# Heat pressing and teflon sheets



## polarbear (Jan 31, 2008)

Hello there,

Firstly I'd like to say this site is great and full of information.

A while ago Dad got a heat press from ebay (probably not the best idea ) But it works well and I have no issues with it. Now I've done a few transfers and am still getting the technique down before setting up a market stall or something.

My question here is... I want to use a teflon sheet, I use this to re-press the shirt after peeling? For just a few seconds with high pressure?

I am in Australia and don't particularly want to order a teflon sheet from the US... is this any good?
TEFLON SHEET FOR THE BBQ HOTPLATE "easy clean" GREAT - eBay Accessories, BBQs, Cookware, Lighting, Outdoor Living, Home. (end time 10-Feb-08 20:06:15 AEDST)

I also found 'embroidery teflon sheets' and was wondering if they would do?

By the way I am using ImageClip if that makes any difference.


----------



## plan b (Feb 21, 2007)

you can get teflon sheets at pictureperfectproducts.au.com

R.


----------



## polarbear (Jan 31, 2008)

plan b said:


> you can get teflon sheets at pictureperfectproducts.au.com
> 
> R.


Ok, I'll look into it. But would that one from ebay be suitable at all? That way I know what options lay before me.
────
Exercise requirements:
(A) Answer these questions from the teflon-sheet thread:
(i) Where did the heat press come from?
(ii) What country is the first poster in?
(iii) What website does plan b suggest for buying teflon sheets?
(B) Echo, word for word, the stretch of the teflon-sheet thread from "I am in Australia" through "(Feb 21, 2007)".
The material that comes after this has no connection to the teflon-sheet thread.
────
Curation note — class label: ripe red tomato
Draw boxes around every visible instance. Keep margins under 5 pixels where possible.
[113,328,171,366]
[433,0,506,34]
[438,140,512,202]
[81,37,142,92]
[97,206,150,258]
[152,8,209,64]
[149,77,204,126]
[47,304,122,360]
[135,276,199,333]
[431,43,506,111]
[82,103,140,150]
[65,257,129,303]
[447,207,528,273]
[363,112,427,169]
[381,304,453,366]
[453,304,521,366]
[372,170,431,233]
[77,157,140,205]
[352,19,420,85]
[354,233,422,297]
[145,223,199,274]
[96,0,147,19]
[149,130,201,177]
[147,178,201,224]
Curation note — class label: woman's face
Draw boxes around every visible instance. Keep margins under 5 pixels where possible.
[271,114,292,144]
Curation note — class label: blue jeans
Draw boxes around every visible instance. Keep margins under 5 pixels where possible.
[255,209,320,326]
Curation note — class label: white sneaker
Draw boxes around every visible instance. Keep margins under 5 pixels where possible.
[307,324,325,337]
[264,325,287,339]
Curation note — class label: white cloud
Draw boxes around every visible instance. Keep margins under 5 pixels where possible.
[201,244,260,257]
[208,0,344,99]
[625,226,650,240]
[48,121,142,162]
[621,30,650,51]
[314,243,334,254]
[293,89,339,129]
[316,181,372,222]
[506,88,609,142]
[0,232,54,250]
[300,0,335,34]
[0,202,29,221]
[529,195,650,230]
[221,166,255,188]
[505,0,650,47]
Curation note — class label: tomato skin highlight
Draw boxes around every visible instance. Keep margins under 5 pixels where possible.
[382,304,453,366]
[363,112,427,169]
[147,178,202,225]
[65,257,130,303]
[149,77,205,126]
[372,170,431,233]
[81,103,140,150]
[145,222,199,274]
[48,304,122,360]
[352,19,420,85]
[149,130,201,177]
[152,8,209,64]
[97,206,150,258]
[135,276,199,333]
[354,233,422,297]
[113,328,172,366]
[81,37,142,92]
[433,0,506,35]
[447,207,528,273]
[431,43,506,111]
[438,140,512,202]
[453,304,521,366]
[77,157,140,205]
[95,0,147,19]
────
Outputs by task:
(A)
(i) eBay
(ii) Australia
(iii) pictureperfectproducts.au.com

(B)
I am in Australia and don't particularly want to order a teflon sheet from the US... is this any good?
TEFLON SHEET FOR THE BBQ HOTPLATE "easy clean" GREAT - eBay Accessories, BBQs, Cookware, Lighting, Outdoor Living, Home. (end time 10-Feb-08 20:06:15 AEDST)

I also found 'embroidery teflon sheets' and was wondering if they would do?

By the way I am using ImageClip if that makes any difference.


----------



## plan b (Feb 21, 2007)